Point-based annotation data
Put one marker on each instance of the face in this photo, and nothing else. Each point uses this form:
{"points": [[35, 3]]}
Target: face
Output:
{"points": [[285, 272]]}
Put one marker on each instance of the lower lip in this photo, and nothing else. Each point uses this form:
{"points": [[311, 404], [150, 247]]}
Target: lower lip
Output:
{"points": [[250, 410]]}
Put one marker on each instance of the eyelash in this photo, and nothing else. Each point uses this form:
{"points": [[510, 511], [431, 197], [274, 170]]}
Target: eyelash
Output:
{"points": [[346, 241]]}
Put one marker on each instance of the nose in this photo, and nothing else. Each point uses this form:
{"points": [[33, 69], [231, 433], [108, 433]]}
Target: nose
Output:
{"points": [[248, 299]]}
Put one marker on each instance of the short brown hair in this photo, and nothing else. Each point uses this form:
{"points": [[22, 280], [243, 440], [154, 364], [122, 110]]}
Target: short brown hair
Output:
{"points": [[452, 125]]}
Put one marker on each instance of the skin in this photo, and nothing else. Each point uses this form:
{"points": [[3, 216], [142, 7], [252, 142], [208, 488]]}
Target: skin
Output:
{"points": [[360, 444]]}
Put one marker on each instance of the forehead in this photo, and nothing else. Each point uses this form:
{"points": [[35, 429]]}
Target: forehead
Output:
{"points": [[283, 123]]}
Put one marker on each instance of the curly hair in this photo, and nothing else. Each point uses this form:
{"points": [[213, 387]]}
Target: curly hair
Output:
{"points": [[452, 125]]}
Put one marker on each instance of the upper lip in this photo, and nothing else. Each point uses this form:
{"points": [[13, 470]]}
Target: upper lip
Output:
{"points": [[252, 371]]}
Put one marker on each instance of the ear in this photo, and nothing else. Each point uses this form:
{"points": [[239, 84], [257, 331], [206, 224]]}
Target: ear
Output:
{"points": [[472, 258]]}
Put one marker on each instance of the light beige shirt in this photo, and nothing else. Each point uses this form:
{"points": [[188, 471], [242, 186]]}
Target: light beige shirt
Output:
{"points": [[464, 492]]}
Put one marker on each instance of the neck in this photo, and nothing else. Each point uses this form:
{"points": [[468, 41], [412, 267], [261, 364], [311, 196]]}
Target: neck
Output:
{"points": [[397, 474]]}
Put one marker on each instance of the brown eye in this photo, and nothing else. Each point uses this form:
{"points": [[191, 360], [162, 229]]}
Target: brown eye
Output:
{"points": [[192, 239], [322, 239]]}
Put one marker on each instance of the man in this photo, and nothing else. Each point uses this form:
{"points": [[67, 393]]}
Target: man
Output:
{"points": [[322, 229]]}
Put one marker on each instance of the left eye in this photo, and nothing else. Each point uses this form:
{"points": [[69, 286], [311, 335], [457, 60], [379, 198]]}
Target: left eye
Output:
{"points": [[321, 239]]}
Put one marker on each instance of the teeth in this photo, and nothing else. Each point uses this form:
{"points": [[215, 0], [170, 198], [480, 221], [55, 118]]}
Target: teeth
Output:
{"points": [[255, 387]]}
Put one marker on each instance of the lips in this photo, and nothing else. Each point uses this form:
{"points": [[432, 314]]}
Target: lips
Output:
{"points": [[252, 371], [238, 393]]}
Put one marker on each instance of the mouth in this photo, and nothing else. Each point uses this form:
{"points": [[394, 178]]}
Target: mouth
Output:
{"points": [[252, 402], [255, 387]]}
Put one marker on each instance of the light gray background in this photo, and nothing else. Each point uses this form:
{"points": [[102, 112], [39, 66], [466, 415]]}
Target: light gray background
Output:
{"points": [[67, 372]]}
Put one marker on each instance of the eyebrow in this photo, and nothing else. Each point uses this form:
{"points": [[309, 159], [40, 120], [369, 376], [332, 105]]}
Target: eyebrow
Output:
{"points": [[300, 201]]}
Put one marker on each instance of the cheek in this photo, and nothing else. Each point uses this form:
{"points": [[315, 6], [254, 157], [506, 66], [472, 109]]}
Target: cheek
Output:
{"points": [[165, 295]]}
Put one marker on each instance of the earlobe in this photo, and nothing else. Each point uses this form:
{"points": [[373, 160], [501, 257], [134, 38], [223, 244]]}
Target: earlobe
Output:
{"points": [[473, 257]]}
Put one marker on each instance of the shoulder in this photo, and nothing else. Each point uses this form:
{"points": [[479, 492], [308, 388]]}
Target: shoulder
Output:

▸ SHORT PROBLEM
Output only the lines running from the line with "Put one marker on each instance of the cheek" through the final line of the data, inclusive.

▸ CORRECT RESPONSE
Put one marker on each instance of the cheek in this photo, and nothing else. Each point uses this form:
{"points": [[315, 6], [254, 157], [506, 66], [472, 109]]}
Target: cheek
Output:
{"points": [[165, 295]]}
Put one marker on each instance of the earlobe in this photo, and nothing else. Each point uses this form:
{"points": [[373, 160], [501, 257], [134, 38], [223, 244]]}
Target: earlobe
Output:
{"points": [[473, 257]]}
Put one marker on each instance of the shoulder in this photo, and nothing else. Each point uses this form:
{"points": [[479, 492], [308, 388]]}
Target: shoulder
Output:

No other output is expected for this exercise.